▶ Page extract:
/---
The scoreboard is used for inline and callback (per cpu) operations.
>>
>> However, the part where we sum all values would now need some glue
>> code, which is longer and more error prone than having those
>> definition here (and declaration in install function).
>>
>>>> +
>>>> +static uint64_t global_count_tb;
>>>> +static uint64_t global_count_insn;
>>>> +static uint64_t global_count_mem;
>>>> +static unsigned int max_cpu_index;
>>>> +static GMutex tb_lock;
>>>> +static GMutex insn_lock;
>>>> +static GMutex mem_lock;
>>>> +
>>>> +QEMU_PLUGIN_EXPORT int qemu_plugin_version = QEMU_PLUGIN_VERSION;
>>>> +
>>>> +static void stats_insn(void)
\---
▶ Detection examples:
/---
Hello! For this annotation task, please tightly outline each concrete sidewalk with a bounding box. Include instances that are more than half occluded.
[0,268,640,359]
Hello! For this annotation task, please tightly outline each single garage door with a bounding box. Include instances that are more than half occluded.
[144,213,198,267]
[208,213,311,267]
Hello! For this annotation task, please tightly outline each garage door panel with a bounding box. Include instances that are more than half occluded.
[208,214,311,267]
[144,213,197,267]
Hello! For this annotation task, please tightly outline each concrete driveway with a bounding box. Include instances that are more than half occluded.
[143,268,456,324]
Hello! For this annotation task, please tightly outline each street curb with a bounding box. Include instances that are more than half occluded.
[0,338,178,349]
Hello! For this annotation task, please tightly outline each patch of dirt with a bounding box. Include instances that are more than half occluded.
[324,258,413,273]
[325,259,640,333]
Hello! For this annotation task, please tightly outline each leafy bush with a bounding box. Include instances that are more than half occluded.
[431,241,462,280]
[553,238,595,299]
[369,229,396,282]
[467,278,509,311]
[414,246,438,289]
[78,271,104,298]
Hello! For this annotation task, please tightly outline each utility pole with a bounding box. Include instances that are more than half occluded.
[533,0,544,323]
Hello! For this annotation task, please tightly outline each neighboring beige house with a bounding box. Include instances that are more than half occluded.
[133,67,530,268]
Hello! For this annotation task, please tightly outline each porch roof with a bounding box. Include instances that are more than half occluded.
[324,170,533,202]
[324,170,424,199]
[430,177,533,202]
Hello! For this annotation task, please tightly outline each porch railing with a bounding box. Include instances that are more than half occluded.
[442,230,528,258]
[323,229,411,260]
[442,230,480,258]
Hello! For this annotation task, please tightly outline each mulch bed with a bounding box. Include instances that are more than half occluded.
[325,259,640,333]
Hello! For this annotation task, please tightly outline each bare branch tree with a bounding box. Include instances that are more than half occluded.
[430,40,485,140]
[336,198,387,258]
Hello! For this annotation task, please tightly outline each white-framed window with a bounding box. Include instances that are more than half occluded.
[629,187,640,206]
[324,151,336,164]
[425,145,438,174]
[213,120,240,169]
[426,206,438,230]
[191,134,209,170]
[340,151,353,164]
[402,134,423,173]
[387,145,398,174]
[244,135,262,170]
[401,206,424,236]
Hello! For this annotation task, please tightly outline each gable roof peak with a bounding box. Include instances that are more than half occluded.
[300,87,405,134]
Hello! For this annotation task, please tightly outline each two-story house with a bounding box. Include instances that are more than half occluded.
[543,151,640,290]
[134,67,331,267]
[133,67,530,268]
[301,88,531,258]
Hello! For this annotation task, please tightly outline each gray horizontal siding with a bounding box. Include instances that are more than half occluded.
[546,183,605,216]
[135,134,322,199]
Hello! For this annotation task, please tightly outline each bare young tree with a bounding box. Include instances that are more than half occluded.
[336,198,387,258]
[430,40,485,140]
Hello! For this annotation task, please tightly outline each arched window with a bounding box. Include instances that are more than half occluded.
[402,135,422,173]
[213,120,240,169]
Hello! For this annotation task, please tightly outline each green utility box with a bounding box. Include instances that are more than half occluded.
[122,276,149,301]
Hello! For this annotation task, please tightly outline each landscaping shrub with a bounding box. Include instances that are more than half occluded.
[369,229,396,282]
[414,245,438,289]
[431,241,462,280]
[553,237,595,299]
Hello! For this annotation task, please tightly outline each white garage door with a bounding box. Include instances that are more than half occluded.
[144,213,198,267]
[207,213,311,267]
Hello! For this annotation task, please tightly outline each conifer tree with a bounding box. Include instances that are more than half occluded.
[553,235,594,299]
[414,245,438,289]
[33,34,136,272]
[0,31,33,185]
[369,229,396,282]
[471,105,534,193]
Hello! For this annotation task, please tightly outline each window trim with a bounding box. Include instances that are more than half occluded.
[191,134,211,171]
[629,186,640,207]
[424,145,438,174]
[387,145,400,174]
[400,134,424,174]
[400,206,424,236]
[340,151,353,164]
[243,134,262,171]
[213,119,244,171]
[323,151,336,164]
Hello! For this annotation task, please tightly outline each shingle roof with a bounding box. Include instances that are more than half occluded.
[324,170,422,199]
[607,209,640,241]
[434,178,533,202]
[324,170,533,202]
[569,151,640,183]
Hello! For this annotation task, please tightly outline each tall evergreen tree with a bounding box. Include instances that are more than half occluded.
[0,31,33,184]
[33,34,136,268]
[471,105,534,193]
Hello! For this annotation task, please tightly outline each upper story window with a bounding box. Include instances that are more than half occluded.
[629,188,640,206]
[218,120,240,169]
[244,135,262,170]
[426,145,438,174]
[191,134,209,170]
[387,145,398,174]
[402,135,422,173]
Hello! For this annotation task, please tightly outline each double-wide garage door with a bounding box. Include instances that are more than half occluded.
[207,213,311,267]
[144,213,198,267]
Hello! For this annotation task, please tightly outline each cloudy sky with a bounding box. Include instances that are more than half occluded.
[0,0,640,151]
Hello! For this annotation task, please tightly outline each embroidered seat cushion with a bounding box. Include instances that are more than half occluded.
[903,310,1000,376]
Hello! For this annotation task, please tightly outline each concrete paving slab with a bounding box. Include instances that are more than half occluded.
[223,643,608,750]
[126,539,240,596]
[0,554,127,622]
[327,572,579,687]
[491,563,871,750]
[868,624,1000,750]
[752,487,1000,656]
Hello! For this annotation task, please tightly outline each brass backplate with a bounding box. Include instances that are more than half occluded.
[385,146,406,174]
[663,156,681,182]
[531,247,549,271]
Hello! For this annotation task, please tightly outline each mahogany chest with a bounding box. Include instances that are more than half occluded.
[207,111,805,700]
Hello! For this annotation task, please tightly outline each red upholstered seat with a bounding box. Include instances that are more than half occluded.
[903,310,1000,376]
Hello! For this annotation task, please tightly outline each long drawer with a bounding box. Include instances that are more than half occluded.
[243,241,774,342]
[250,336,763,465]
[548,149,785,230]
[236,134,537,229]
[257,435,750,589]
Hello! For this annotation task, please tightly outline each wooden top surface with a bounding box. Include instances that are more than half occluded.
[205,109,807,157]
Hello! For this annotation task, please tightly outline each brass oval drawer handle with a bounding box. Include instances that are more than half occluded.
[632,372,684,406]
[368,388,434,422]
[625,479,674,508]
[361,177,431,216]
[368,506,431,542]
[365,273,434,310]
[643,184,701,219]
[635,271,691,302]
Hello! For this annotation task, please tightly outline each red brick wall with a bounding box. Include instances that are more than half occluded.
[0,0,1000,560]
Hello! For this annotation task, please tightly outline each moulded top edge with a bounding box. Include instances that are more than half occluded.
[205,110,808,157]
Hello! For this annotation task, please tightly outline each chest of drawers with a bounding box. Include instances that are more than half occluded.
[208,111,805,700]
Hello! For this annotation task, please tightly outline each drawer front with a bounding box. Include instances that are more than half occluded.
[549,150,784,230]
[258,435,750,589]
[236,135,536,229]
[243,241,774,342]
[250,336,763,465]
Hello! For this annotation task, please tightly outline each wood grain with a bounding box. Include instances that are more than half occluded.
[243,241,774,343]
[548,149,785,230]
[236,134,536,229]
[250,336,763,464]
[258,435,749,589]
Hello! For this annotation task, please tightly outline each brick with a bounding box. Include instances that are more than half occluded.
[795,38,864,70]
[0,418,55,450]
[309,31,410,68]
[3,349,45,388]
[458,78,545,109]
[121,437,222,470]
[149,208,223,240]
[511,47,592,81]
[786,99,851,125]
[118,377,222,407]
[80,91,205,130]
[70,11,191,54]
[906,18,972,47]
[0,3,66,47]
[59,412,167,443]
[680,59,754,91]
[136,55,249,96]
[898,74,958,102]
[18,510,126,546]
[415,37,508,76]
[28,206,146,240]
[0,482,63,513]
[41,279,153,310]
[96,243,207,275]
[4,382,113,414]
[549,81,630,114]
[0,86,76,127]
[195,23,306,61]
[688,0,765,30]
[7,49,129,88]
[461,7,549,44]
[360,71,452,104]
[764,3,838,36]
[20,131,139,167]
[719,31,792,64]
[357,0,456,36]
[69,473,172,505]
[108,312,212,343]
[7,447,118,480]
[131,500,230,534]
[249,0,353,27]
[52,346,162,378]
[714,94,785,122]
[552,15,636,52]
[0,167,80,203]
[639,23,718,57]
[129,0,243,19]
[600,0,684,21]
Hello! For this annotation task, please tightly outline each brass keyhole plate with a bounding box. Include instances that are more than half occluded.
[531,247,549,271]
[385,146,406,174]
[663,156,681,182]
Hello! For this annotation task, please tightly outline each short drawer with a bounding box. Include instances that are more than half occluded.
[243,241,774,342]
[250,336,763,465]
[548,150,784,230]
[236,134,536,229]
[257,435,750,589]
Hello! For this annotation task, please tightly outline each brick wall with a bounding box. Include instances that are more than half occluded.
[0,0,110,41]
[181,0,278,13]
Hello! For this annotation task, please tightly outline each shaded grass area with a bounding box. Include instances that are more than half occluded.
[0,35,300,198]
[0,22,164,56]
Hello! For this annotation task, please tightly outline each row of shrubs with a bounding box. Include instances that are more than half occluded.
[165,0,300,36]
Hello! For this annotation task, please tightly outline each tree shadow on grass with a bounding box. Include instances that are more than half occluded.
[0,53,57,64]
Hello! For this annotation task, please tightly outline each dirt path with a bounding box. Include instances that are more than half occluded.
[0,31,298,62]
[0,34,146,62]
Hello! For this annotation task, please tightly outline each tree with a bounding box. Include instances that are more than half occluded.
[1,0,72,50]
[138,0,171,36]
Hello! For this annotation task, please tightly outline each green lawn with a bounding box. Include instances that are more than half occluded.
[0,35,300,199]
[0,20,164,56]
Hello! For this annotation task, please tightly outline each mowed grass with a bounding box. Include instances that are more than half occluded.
\---
▶ Exercise tasks:
1 > According to the QEMU plugin excerpt, what is the scoreboard used for?
2 > Using the QEMU plugin excerpt, explain why the writer prefers to keep the definitions there, with the declaration in the install function.
3 > Return the passage of the QEMU plugin excerpt from "The scoreboard is" to "in install function)." with no changes.

▶ Worked solutions:
1 > It is used for inline and callback (per cpu) operations.

2 > Without those definitions, the part that sums all the values would need some glue code. That code would be longer and more error prone than keeping the definitions there.

3 >
The scoreboard is used for inline and callback (per cpu) operations.
>>
>> However, the part where we sum all values would now need some glue
>> code, which is longer and more error prone than having those
>> definition here (and declaration in install function).